What you have to do →
Will you restate verbatim the lines running from the line with "knee in the photo above." to the end of the data, leaving out everything else?

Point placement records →
= = = = = = =

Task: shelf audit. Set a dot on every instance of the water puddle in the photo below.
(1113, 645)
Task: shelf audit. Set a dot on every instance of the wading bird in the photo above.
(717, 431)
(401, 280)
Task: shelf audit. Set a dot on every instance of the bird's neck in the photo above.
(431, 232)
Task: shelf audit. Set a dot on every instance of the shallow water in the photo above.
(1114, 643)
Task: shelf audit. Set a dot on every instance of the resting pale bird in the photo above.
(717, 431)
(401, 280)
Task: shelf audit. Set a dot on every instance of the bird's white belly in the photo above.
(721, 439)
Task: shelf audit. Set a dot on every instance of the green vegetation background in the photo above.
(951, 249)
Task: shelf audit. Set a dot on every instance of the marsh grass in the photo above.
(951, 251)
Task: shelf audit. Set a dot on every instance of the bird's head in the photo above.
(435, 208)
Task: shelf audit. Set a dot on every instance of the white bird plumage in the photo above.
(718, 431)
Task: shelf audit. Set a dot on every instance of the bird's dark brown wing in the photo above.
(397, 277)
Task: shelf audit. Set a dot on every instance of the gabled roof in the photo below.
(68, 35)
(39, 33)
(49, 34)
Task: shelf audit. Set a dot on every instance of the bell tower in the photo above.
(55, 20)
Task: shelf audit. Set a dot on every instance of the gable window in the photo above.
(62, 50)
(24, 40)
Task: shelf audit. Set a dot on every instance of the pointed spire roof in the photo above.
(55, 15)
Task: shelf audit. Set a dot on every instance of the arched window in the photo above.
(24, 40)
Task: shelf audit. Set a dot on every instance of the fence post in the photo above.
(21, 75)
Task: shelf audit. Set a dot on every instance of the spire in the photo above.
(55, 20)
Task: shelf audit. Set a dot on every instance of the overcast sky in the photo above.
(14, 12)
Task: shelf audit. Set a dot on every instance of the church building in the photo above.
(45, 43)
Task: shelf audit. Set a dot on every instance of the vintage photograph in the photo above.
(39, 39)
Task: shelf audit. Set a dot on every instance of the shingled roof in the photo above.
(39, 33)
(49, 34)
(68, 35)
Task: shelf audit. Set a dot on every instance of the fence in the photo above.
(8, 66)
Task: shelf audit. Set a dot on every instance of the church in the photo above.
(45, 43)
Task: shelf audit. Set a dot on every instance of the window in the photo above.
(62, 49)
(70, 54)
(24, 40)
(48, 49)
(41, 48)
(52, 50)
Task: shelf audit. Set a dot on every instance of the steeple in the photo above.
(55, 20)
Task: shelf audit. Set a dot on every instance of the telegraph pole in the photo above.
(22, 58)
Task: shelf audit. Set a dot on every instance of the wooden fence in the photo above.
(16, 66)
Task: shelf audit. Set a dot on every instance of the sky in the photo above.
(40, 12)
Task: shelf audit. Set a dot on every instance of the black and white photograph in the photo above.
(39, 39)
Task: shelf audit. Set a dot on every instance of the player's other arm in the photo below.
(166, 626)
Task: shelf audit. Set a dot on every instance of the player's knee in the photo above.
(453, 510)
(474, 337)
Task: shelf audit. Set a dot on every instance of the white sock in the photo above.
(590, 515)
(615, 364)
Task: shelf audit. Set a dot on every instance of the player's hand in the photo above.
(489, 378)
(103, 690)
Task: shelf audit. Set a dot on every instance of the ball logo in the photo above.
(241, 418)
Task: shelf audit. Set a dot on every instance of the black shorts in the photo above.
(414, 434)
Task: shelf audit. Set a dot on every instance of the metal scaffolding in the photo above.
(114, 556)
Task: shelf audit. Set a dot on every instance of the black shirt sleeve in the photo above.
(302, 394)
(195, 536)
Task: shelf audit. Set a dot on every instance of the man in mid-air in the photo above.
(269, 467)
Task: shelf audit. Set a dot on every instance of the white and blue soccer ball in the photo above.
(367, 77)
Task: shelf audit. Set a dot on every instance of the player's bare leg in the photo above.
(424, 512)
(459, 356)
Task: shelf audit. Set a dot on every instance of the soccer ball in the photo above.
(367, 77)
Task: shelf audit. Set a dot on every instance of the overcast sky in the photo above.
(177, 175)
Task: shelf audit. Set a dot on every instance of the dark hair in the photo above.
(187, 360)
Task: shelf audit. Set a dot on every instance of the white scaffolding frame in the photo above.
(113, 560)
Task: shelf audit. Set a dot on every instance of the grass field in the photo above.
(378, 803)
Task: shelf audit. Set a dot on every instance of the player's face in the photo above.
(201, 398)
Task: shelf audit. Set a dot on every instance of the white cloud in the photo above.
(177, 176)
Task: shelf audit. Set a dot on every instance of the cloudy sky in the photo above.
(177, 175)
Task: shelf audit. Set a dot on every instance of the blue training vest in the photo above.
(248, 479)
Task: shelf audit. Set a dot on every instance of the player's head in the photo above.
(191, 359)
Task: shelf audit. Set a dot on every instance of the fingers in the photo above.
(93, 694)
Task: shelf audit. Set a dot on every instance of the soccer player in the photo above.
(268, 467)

= = = = = = =

Solution for this problem →
Task: shelf audit. Set a dot on every instance of the player's knee in the photo above.
(453, 510)
(474, 337)
Task: shelf audit. Set a dot on every instance of the white sock in the photo above.
(590, 515)
(615, 364)
Task: shelf audit. Set a dot on every instance of the player's hand in the photo above.
(489, 378)
(103, 690)
Task: shelf audit. Set a dot on every instance of the ball logo in the photo above.
(241, 418)
Task: shelf audit. Set a dot on every instance of the black shorts in the photo above.
(414, 434)
Task: shelf audit. Set a dot on every instance of the metal scaffolding in the photo above.
(114, 556)
Task: shelf audit. Set a dot on every instance of the black shirt sleeve in the photo above.
(302, 394)
(195, 536)
Task: shelf audit. Set a dot on every instance of the man in mid-air in the photo above.
(269, 467)
Task: shelf audit. Set a dot on every instance of the white and blue soccer ball in the photo above.
(367, 77)
Task: shelf audit. Set a dot on every instance of the player's bare leg in the photo above.
(424, 512)
(459, 356)
Task: shelf audit. Set a dot on every instance of the soccer ball in the photo above.
(367, 77)
Task: shelf audit. Set a dot on every instance of the overcast sky in the photo above.
(177, 175)
Task: shelf audit. Set a dot on every instance of the dark hair in the photo above.
(187, 360)
Task: shelf audit. Set a dot on every instance of the white scaffolding frame in the photo above.
(113, 560)
Task: shelf audit. Set a dot on every instance of the grass field in the photo above.
(378, 803)
Task: shelf audit. Set a dot on every instance of the player's face in the photo above.
(201, 398)
Task: shelf audit. Set a dot on every instance of the white cloud in the photo above.
(177, 176)
Task: shelf audit. Set a dot on every instance of the cloudy sky in the photo above.
(177, 175)
Task: shelf audit. Set a dot on every instance of the blue training vest in the photo above.
(248, 479)
Task: shelf audit. Set a dot on every instance of the player's head in the photo above.
(191, 359)
Task: shelf audit. Set a dot on every instance of the fingers in the photo above.
(93, 694)
Task: shelf audit. Set a dot on every instance of the soccer player in the photo above.
(268, 467)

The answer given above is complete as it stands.